Photo-based point labeling data:
○ ○ ○ ○
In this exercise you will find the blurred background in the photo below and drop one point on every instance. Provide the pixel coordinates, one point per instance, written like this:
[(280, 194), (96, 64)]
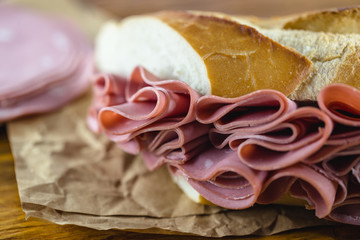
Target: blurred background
[(261, 8)]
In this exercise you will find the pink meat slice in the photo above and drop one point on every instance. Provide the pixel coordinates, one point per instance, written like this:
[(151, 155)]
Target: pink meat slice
[(108, 90), (340, 102), (264, 155), (253, 109), (303, 182), (223, 180), (50, 99), (283, 133), (175, 138), (152, 105), (41, 58), (348, 211)]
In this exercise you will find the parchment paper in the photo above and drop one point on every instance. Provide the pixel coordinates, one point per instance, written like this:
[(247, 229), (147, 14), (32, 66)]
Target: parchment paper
[(68, 175)]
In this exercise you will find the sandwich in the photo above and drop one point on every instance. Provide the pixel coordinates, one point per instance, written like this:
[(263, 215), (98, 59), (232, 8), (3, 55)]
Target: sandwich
[(242, 111)]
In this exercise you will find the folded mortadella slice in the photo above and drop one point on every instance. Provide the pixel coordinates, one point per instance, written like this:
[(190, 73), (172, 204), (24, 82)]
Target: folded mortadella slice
[(108, 90), (341, 103), (348, 211), (219, 177), (164, 105), (356, 172), (283, 133), (175, 138), (316, 128), (253, 109), (303, 182)]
○ ○ ○ ○
◆ What the task asks: Present every line of the data above as a Markdown table with the columns "Row" and "Text," skipping blank lines. Leave the pictures out.

◆ Reply to the task:
| Row | Text |
|---|---|
| 1 | In this exercise you will find the blurred background in the photo below and drop one point on every instance. Provide the pixel coordinates, one point per instance, written like this: |
| 2 | [(280, 194), (96, 64)] |
| 3 | Target: blurred background |
| 4 | [(261, 8)] |
| 5 | In this exercise you will find the pink meat slice in the photo above and drop one point on every instance. Provide the pixel coordinates, one point per instance, written like this: |
| 6 | [(151, 155)] |
| 7 | Target: pink meat slice |
| 8 | [(108, 90), (340, 102), (264, 155), (253, 109), (303, 182), (223, 180), (50, 99), (283, 133), (175, 138), (152, 105), (41, 58), (348, 211)] |
| 9 | In this exercise you will find the parchment paper in the photo above and drop one point on every instance. Provide the pixel coordinates, one point per instance, written like this: |
| 10 | [(247, 229), (147, 14), (32, 66)] |
| 11 | Target: parchment paper |
| 12 | [(68, 175)] |
| 13 | In this exercise you will find the sandwich in the photo above and drop one point on every instance. Provide the pixel coordinates, one point per instance, written like this: |
| 14 | [(263, 215), (98, 59), (232, 8), (3, 55)] |
| 15 | Target: sandwich |
| 16 | [(242, 111)] |
| 17 | In this exercise you will find the folded mortadella slice in the photo above and drop one point on every instance. Provide the pixel coordinates, one point per instance, written like this: |
| 18 | [(190, 73), (172, 204), (24, 82)] |
| 19 | Target: folded mortadella slice |
| 20 | [(108, 90), (341, 103), (348, 211), (219, 177), (164, 105), (356, 172), (283, 133), (175, 138), (316, 128), (253, 109), (303, 182)] |